Entries from a pointing dataset:
==================================================

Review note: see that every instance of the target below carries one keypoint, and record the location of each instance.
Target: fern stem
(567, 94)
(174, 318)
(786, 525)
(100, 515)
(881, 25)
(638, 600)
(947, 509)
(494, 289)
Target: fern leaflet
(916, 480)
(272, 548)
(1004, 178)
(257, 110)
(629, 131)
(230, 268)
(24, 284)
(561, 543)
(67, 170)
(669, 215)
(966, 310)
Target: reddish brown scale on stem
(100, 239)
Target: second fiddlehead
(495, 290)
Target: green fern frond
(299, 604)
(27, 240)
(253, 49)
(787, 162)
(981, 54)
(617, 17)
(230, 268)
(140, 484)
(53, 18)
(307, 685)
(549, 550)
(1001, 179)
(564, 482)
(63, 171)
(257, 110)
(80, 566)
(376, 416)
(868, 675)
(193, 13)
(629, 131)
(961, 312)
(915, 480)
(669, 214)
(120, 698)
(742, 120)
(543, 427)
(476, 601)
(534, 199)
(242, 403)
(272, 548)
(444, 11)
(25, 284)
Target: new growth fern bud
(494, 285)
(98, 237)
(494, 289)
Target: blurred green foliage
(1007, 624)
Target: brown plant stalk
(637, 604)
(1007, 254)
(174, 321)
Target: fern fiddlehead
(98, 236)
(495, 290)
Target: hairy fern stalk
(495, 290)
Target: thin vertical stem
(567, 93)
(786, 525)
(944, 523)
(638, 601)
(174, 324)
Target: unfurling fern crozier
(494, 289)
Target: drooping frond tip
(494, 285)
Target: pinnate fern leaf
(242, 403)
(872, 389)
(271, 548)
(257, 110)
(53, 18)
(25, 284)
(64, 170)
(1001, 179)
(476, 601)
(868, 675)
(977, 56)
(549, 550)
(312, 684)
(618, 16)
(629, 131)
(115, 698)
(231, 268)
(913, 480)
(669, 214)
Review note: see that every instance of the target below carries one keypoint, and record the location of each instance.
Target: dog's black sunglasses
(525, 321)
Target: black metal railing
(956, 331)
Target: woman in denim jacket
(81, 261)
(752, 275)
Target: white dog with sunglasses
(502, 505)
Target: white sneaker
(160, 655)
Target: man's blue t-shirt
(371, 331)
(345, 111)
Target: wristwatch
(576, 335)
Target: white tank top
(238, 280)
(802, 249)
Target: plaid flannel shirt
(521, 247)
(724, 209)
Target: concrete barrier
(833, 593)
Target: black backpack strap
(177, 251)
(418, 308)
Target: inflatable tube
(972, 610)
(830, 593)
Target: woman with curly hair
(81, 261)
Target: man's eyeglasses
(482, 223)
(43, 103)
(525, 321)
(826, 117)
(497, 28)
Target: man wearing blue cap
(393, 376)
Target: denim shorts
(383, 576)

==================================================

■ **Aim of the task**
Rewrite all of the records above as a two-column CSV with the header request,answer and one row for each request. Put each request's text and its answer into their own quoted fields, with line breaks turned into spaces.

■ **Completed exercise**
request,answer
"Review note: see that every instance of the target below carries one keypoint, and record the location of each instance. Target: fern stem","(567, 94) (174, 318) (786, 525) (100, 515) (881, 25) (638, 600) (947, 509) (494, 289)"
"Target: fern leaflet","(916, 480) (272, 548) (1004, 178) (257, 110) (629, 131) (230, 268) (24, 284) (561, 543) (67, 170) (669, 215) (966, 310)"
"Target: reddish brown scale on stem","(100, 239)"
"Target: second fiddlehead","(495, 290)"
"Target: green fern frond","(299, 604) (27, 240) (253, 49) (787, 162) (981, 54) (617, 17) (230, 268) (140, 484) (53, 18) (307, 685) (549, 550) (1001, 179) (564, 482) (63, 171) (257, 110) (80, 566) (376, 416) (868, 675) (193, 13) (629, 131) (961, 312) (915, 480) (669, 214) (120, 698) (742, 120) (543, 427) (476, 601) (534, 199) (242, 403) (272, 548) (444, 11) (25, 284)"
"Target: new growth fern bud","(494, 285) (98, 237) (494, 289)"
"Target: blurred green foliage","(1007, 624)"
"Target: brown plant stalk","(637, 604) (1007, 254) (174, 321)"
"Target: fern fiddlehead","(98, 236) (495, 290)"
"Target: hairy fern stalk","(495, 290)"
"Target: thin vertical stem","(567, 93) (786, 525) (944, 523) (638, 601) (174, 324)"
"Target: unfurling fern crozier","(494, 289)"
"Target: drooping frond tip","(494, 285)"
"Target: pinnate fern leaf","(242, 403) (872, 389) (271, 548) (257, 110) (53, 18) (25, 284) (64, 170) (1001, 179) (476, 601) (868, 675) (977, 56) (549, 550) (312, 684) (618, 16) (629, 131) (115, 698) (231, 268) (913, 480) (669, 214)"
"Review note: see that every instance of the target below carries one keypoint, and record the location of each instance. Target: dog's black sunglasses","(525, 321)"
"Target: black metal railing","(956, 331)"
"Target: woman in denim jacket","(81, 261) (752, 275)"
"Target: white dog with sunglasses","(502, 505)"
"Target: white sneaker","(160, 655)"
"Target: man's blue t-shirt","(371, 331) (345, 111)"
"Target: wristwatch","(576, 335)"
"Target: white tank top","(238, 280) (802, 249)"
"Target: plaid flannel shirt","(521, 247) (724, 209)"
"Target: concrete barrier","(833, 593)"
"Target: black backpack strap","(177, 251) (418, 308)"
"Target: inflatable tube","(972, 610) (830, 593)"
"Target: woman with curly hair","(81, 261)"
"Target: man's eyeglasses","(482, 223) (43, 103) (525, 321) (826, 117) (497, 28)"
"Target: man wearing blue cap","(393, 376)"
"Target: denim shorts","(383, 576)"